▶ MATERIALS PROVIDED
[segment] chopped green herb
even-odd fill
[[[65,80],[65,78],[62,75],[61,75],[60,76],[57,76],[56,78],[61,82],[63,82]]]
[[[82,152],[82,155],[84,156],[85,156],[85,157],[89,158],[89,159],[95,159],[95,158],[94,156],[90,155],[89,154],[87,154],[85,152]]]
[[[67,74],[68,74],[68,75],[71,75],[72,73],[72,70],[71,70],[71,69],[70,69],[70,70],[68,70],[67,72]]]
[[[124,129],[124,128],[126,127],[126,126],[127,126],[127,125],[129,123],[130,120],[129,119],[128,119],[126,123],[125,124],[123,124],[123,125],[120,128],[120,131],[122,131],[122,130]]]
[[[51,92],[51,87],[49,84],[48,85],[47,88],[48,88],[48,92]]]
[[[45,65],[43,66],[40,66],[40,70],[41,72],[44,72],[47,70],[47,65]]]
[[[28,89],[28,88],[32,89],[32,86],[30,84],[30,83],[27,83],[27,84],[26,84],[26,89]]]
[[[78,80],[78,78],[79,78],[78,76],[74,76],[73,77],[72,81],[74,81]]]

▶ TASK DESCRIPTION
Can you transcribe each of the rows above, unchanged, keeping every line, bracket, and number as it appears?

▶ WORKED ANSWER
[segment] chopped green herb
even-odd fill
[[[65,80],[65,78],[62,75],[61,75],[60,76],[57,76],[56,78],[61,82],[63,82]]]
[[[82,152],[82,155],[84,156],[85,156],[85,157],[89,158],[89,159],[95,159],[95,158],[94,156],[90,155],[89,154],[87,154],[85,152]]]
[[[67,74],[68,74],[68,75],[71,75],[72,73],[72,70],[71,70],[71,69],[70,69],[70,70],[68,70],[67,72]]]
[[[124,129],[124,128],[126,127],[126,126],[127,126],[127,125],[129,123],[130,120],[129,119],[128,119],[126,123],[125,124],[123,124],[123,125],[120,128],[120,131],[122,131],[122,130]]]
[[[51,92],[51,87],[49,84],[48,85],[47,88],[48,88],[48,92]]]
[[[45,65],[43,66],[40,66],[40,70],[41,72],[44,72],[47,70],[47,65]]]
[[[28,89],[28,88],[32,89],[32,86],[30,84],[30,83],[27,83],[27,84],[26,84],[26,89]]]
[[[78,80],[78,78],[79,78],[78,76],[74,76],[73,77],[72,81],[74,81]]]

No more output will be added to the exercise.